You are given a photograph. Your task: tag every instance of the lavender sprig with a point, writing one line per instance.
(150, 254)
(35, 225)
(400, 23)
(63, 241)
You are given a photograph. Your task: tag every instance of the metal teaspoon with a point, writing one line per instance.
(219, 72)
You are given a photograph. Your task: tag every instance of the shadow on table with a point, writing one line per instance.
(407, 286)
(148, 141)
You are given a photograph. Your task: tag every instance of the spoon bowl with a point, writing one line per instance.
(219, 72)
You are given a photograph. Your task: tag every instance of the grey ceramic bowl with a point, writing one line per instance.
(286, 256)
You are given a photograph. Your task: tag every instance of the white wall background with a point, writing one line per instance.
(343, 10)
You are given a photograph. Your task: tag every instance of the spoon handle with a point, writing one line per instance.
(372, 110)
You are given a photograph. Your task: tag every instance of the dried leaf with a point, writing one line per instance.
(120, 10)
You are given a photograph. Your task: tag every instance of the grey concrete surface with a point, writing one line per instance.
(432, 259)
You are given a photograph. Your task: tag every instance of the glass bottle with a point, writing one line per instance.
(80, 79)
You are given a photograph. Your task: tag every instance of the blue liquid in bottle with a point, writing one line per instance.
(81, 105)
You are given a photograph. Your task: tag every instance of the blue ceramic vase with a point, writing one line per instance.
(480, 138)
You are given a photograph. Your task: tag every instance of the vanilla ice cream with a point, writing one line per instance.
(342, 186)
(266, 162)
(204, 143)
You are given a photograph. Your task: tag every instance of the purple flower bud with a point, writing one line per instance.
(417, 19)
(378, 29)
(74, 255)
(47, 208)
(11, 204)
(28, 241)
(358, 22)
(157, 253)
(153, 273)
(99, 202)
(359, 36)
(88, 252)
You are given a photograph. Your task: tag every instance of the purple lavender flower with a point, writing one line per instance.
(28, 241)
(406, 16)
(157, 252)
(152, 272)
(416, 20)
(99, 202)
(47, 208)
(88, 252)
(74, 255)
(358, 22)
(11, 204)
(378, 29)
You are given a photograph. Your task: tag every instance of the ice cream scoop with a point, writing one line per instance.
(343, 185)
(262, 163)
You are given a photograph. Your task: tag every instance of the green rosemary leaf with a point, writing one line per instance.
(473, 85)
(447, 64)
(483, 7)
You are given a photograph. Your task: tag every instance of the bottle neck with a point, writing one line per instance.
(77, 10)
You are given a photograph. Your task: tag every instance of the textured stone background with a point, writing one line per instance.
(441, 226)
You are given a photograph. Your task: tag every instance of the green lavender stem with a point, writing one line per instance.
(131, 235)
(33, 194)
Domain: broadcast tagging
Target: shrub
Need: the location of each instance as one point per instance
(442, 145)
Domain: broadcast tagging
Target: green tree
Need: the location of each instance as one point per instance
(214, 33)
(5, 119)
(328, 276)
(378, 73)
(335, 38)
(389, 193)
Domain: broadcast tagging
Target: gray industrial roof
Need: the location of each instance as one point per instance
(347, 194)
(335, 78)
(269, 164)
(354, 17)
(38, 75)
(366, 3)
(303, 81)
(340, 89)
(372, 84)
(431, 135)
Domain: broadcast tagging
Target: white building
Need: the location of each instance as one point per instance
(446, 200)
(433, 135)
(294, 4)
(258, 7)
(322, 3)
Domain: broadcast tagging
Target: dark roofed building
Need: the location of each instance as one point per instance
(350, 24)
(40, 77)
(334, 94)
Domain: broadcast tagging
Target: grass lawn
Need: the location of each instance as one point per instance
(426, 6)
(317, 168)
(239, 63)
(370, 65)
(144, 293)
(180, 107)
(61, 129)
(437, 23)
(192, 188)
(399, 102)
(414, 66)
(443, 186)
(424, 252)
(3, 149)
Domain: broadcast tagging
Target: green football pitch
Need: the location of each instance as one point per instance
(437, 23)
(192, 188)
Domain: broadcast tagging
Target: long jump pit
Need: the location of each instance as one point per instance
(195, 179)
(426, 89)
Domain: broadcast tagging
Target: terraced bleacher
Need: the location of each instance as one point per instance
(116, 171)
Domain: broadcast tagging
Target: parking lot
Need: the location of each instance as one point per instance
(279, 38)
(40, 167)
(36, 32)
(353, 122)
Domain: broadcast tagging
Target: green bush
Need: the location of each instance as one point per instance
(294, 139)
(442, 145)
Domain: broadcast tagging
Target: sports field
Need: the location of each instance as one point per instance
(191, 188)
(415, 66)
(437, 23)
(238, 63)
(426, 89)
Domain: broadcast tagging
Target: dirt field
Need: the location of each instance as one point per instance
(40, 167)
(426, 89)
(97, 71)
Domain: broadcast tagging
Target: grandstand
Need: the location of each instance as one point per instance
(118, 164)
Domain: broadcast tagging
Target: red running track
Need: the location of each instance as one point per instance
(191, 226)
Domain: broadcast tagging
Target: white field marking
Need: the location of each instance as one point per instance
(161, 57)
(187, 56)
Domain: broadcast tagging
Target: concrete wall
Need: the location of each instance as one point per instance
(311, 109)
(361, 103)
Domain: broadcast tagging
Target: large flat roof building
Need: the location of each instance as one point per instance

(WHAT YOU WILL DO) Only one part of the material above is to be transcribed, namely the lines starting with the line that has "Target: gray industrial roof" and going on through the line that has "Target: green football pitch", exactly as they stand.

(SOLUTION FOR THIS PROBLEM)
Target: gray industrial roof
Need: the location of each instance as one point per instance
(347, 194)
(335, 78)
(269, 164)
(354, 17)
(38, 75)
(366, 3)
(303, 81)
(340, 89)
(372, 84)
(431, 135)
Domain: broadcast tagging
Target: white building
Need: the location of each instance as one point per instance
(446, 200)
(433, 135)
(294, 4)
(258, 7)
(322, 3)
Domain: broadcast tagging
Target: dark roofed building
Need: the location of each instance as one point per instance
(350, 24)
(40, 77)
(334, 94)
Domain: broadcast tagging
Target: grass lawn
Need: the location of each instance as one point per instance
(426, 6)
(317, 168)
(239, 63)
(370, 65)
(144, 293)
(180, 107)
(61, 129)
(437, 23)
(192, 188)
(399, 102)
(414, 66)
(443, 186)
(424, 252)
(3, 149)
Domain: broadcast tagging
Target: green football pitch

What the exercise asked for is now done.